Your instructions:
Format the records below as a JSON list of strings, one string per line, from the line containing "Category: white pillow" through the last line of the records, with both ends included and blank lines omitted.

Records from a data collection:
=====

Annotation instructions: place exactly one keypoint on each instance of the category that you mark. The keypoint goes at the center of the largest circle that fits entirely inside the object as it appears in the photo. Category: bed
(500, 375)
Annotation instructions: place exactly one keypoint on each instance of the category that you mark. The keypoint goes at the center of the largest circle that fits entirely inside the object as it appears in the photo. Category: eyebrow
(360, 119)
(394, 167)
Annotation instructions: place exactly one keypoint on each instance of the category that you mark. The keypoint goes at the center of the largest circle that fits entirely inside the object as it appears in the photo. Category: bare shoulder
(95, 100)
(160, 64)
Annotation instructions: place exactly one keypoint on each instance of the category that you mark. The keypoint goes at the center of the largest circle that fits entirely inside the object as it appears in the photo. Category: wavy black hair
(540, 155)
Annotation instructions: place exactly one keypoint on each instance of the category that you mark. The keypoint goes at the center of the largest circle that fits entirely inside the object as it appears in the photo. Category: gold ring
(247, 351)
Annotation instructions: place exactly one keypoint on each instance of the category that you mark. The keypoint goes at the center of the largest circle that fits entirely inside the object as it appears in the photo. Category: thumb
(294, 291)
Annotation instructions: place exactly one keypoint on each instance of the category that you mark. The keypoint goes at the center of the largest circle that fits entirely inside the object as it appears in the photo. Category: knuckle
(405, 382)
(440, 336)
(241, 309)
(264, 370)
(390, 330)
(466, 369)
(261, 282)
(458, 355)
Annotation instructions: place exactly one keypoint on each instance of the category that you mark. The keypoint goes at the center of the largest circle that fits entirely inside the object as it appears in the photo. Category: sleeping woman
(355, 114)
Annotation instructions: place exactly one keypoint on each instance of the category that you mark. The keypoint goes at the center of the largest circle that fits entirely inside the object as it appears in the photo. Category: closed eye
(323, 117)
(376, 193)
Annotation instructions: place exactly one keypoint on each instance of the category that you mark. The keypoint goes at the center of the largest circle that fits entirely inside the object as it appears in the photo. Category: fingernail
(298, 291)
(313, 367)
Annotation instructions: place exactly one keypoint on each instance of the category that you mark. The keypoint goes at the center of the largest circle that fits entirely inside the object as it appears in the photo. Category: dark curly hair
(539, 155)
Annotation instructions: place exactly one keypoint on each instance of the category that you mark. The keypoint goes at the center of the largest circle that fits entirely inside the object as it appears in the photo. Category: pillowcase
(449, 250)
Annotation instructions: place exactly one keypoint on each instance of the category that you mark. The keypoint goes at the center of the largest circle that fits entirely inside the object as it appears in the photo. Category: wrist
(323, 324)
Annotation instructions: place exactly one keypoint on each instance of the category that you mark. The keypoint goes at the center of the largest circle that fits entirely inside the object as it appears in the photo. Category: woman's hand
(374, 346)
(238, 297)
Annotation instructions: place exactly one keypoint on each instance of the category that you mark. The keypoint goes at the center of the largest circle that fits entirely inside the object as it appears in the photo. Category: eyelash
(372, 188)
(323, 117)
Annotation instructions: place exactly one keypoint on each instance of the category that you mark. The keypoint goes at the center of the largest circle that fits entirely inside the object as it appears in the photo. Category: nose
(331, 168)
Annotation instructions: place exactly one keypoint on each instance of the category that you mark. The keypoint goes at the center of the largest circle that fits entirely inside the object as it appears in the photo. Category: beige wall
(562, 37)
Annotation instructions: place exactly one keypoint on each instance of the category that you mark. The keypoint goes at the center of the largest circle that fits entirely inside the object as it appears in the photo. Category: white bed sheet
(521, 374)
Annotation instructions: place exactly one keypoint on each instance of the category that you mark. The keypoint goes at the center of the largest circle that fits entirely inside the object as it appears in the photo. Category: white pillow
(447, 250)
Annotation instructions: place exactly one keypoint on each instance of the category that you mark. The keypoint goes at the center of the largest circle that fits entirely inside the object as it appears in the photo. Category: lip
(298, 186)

=====

Expected output:
[
  "Annotation instructions: place exactly one keypoint on each instance of the category that you mark. The keypoint goes at the center of the largest circle that fits entirely inside the object as it appears in the photo. Category: white pillow",
  "(447, 250)",
  "Annotation instructions: place exactly one keypoint on each instance of the category that you mark. The keypoint goes at the center of the largest circle that fits entirely inside the object as it appears in the photo. Category: lip",
  "(298, 186)"
]